Stored data entries
◆ ◆ ◆ ◆ ◆
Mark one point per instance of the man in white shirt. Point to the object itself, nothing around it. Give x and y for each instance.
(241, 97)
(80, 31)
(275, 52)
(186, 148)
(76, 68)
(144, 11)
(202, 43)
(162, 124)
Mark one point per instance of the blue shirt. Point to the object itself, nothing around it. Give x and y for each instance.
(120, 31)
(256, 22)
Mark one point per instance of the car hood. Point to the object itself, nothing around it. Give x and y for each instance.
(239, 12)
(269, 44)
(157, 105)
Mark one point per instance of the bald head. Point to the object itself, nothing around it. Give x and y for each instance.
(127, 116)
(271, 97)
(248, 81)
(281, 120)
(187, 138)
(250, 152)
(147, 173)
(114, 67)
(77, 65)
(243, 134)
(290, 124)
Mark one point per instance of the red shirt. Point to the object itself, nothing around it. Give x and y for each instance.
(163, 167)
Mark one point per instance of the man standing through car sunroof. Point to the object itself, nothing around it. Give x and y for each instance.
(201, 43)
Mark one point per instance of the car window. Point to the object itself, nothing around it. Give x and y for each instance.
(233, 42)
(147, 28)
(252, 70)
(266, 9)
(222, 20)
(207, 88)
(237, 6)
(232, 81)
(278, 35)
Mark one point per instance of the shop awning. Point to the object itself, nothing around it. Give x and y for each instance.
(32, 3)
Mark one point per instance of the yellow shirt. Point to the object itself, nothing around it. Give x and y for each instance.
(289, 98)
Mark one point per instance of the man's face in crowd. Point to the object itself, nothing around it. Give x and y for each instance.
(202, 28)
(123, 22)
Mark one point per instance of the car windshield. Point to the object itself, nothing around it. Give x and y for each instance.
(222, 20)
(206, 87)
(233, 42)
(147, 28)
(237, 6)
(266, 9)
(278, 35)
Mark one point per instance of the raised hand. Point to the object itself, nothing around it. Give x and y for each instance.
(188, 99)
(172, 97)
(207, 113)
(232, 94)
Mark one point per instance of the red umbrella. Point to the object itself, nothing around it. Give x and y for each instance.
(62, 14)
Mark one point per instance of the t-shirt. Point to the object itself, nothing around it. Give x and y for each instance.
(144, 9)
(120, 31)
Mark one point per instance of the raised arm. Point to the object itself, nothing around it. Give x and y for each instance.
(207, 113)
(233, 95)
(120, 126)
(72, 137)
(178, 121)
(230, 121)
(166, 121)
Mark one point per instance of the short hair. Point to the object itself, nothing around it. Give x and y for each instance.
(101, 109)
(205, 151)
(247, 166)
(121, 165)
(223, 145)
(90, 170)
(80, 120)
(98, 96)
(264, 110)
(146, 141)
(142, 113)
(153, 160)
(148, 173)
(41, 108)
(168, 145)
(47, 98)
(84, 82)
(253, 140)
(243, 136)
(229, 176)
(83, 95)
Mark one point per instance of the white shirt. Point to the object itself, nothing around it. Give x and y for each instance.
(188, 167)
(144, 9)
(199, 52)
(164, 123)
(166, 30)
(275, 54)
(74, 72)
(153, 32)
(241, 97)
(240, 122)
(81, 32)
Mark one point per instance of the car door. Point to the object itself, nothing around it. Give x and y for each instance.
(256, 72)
◆ ◆ ◆ ◆ ◆
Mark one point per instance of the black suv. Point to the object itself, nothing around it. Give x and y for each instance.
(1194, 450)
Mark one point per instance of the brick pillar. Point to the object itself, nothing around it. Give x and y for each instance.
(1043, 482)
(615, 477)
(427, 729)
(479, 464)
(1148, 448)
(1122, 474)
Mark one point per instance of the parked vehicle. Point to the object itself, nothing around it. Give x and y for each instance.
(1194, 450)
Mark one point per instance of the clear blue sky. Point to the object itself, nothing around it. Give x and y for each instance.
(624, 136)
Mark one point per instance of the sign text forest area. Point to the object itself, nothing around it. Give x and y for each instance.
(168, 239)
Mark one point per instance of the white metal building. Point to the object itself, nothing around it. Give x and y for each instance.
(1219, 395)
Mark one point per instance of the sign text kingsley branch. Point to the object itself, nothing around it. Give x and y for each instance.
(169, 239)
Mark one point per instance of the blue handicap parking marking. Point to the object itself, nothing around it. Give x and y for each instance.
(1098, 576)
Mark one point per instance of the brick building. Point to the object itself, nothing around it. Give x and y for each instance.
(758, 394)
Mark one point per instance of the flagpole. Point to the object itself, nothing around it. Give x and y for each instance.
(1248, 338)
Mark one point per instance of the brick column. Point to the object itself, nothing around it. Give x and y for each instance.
◆ ◆ ◆ ◆ ◆
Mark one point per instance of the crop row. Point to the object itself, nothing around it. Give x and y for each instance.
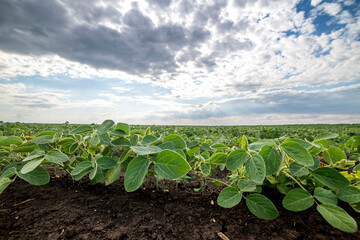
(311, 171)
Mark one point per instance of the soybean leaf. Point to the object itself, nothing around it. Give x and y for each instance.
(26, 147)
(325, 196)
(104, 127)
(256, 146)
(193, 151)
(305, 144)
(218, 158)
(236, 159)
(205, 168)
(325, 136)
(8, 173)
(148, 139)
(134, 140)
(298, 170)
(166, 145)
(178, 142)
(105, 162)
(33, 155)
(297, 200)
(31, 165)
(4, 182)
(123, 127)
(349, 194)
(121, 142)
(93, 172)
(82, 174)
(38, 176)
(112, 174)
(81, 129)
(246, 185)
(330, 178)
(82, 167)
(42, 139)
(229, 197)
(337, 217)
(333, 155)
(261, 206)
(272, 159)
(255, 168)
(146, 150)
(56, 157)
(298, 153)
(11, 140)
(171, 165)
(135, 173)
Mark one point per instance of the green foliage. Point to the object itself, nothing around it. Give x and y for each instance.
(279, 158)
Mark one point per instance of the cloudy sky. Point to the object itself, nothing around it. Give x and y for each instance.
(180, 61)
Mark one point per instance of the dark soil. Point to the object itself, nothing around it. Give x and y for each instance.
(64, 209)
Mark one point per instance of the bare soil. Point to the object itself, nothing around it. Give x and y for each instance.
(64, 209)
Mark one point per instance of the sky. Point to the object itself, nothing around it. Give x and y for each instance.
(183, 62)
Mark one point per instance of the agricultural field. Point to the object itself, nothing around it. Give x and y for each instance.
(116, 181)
◆ ◆ ◆ ◆ ◆
- WHAT THIS TASK INVOLVES -
Every line above from the line with "Mark one point per instance of the flagpole." to the line with "Mark one point per instance of the brick column." is wanted, ends included; write them out exactly and add no other line.

- WRITTEN ANSWER -
Mark one point per instance of the flagpole. Point to the object itself, nothing around it. Give x and y for each instance.
(1248, 338)
Mark one point per instance of the brick column. Point to the object itself, nothing around it. Give x and y for each instance.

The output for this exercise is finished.